▶ **PROBLEM REQUIREMENTS**
Collect every line in the entries below that contains the word "chimney".

━━ RECORDED DATA ━━

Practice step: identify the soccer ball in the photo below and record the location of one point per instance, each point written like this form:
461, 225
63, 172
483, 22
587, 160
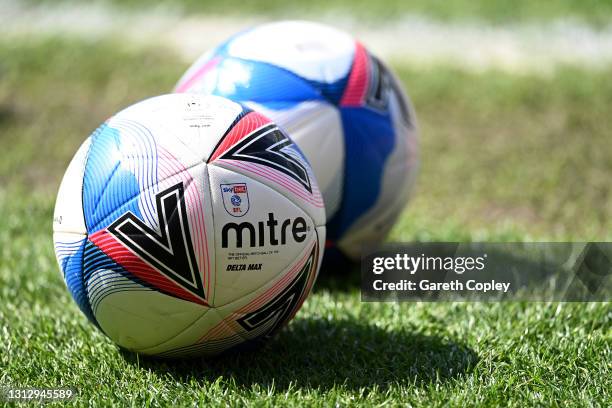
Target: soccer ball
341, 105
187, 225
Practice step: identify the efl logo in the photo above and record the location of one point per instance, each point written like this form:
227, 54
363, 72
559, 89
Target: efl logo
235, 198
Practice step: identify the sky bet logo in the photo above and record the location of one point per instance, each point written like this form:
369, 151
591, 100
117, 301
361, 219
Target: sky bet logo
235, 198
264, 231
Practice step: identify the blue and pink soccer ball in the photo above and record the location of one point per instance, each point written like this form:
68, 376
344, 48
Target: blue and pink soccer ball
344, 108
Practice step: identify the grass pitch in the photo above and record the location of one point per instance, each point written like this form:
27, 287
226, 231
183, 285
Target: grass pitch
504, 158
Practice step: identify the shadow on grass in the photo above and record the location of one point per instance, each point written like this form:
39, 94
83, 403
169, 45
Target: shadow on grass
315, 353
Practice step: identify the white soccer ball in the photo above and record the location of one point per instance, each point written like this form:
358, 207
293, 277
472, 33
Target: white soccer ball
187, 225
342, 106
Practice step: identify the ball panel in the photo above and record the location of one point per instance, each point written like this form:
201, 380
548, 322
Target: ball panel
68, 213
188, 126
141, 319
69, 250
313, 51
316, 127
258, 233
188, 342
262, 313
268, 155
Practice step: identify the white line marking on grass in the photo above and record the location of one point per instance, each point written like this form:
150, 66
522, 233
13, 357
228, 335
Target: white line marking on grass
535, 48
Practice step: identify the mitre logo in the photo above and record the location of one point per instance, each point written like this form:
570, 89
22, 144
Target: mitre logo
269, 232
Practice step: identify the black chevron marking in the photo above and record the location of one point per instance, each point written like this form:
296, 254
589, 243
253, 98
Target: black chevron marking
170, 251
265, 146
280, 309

━━━
━━ RECORDED DATA ━━

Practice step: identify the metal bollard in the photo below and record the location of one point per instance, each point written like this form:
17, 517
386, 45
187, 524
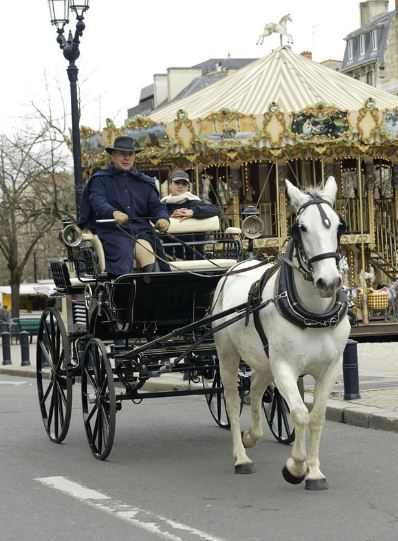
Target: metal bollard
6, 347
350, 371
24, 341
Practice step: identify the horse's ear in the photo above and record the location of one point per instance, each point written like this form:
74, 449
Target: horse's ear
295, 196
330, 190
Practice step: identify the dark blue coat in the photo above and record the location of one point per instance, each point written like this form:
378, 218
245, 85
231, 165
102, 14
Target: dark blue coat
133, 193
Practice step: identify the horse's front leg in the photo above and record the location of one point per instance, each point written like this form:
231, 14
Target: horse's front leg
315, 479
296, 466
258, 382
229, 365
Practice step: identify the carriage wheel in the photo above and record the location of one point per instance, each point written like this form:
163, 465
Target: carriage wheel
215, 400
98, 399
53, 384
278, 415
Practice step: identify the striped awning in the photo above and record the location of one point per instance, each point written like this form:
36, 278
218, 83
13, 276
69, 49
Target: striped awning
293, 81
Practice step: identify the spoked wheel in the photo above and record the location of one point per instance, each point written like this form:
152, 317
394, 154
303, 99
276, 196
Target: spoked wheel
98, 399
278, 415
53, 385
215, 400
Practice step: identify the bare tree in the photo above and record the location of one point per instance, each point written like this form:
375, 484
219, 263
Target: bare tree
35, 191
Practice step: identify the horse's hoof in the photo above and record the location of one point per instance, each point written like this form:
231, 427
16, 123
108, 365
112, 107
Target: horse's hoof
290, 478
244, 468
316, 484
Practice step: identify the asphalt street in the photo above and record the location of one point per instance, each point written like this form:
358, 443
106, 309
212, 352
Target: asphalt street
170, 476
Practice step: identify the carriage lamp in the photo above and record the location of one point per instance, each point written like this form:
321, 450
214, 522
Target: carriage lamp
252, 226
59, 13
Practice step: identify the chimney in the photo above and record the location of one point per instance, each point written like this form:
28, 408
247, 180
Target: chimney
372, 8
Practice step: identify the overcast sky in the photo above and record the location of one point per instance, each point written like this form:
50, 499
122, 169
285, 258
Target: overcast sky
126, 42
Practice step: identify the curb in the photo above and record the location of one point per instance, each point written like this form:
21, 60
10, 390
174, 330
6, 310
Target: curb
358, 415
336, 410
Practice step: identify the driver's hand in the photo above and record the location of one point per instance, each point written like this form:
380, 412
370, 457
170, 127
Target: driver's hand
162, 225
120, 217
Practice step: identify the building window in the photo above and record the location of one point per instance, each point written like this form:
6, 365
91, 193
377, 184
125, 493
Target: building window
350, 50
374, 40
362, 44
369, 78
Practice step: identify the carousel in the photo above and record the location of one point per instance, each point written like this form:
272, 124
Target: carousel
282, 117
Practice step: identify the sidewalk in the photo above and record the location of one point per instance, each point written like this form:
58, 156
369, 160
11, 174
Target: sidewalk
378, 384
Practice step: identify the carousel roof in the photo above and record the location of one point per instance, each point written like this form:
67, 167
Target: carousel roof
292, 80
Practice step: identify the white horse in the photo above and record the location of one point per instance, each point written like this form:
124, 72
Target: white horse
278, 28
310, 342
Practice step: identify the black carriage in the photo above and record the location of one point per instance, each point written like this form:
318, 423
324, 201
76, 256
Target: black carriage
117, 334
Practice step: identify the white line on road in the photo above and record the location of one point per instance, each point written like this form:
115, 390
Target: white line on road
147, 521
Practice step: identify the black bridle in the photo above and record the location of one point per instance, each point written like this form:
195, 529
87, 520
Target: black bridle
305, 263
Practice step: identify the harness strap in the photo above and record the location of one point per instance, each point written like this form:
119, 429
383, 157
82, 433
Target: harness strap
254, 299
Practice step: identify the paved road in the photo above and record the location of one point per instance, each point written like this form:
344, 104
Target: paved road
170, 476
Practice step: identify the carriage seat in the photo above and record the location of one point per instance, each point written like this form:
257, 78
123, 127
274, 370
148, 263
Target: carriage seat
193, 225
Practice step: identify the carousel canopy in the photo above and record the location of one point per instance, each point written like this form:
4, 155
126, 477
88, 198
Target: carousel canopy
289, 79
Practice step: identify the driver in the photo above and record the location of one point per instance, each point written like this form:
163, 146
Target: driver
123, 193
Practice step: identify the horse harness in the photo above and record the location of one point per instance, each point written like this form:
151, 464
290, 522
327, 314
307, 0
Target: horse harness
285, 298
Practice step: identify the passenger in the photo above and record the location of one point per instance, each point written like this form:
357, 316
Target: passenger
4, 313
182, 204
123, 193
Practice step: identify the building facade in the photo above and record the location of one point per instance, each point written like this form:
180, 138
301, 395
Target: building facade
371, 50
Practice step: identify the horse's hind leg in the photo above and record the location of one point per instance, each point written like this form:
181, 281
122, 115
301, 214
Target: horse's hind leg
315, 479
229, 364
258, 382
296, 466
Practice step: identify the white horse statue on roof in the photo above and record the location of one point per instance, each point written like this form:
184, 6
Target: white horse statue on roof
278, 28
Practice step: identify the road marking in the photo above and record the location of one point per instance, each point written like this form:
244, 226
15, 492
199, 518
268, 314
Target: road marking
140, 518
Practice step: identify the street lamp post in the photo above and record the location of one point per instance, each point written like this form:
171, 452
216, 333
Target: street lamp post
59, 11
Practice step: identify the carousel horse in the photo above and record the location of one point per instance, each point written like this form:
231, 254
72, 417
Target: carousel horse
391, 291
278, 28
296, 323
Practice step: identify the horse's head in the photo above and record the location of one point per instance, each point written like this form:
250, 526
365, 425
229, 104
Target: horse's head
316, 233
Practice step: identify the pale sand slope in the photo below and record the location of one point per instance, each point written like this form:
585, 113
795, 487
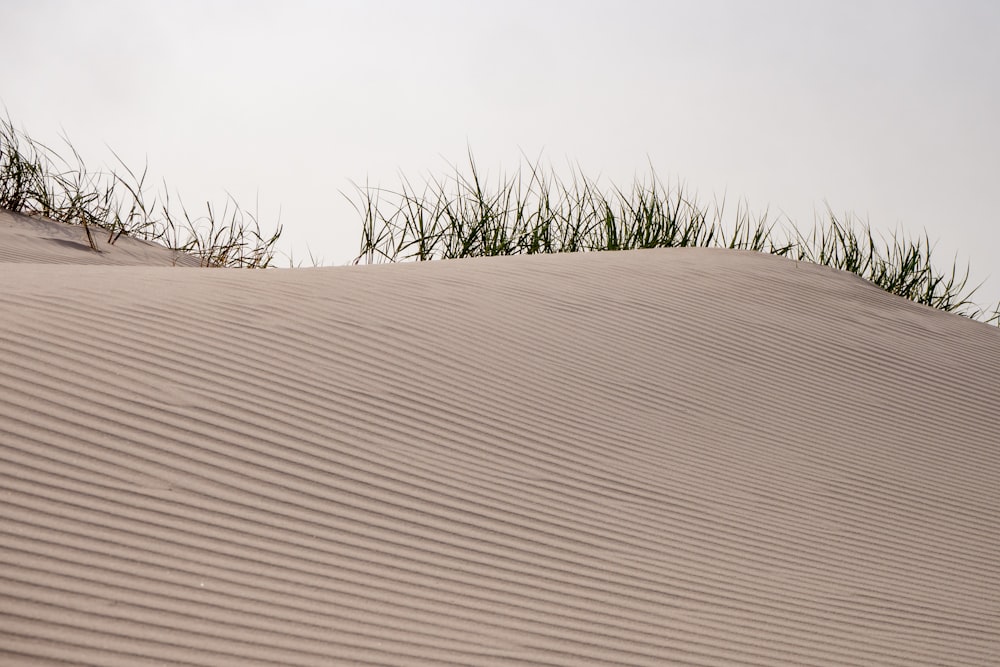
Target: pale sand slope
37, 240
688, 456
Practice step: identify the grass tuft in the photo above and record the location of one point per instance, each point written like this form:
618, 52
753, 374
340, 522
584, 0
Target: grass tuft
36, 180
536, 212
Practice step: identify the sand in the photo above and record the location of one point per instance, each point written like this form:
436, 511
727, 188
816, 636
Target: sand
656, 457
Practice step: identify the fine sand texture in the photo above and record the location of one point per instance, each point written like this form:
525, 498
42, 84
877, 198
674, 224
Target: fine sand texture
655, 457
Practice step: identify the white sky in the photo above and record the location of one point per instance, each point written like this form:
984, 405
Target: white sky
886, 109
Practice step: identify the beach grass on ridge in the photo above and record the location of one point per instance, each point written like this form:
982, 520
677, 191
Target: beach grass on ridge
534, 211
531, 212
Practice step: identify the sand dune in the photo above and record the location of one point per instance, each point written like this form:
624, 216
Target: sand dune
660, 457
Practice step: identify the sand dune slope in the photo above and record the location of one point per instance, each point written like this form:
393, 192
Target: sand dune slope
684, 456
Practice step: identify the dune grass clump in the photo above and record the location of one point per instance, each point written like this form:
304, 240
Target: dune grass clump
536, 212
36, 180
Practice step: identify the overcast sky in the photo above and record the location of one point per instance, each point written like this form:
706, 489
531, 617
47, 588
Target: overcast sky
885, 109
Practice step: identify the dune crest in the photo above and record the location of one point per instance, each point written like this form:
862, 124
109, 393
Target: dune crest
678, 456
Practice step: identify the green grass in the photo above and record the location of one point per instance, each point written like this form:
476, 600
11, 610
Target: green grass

━━━

▶ **OUTPUT**
Practice step: identify the chimney in the photo above and record the location of one point per instance, each point written like this form:
Target: chimney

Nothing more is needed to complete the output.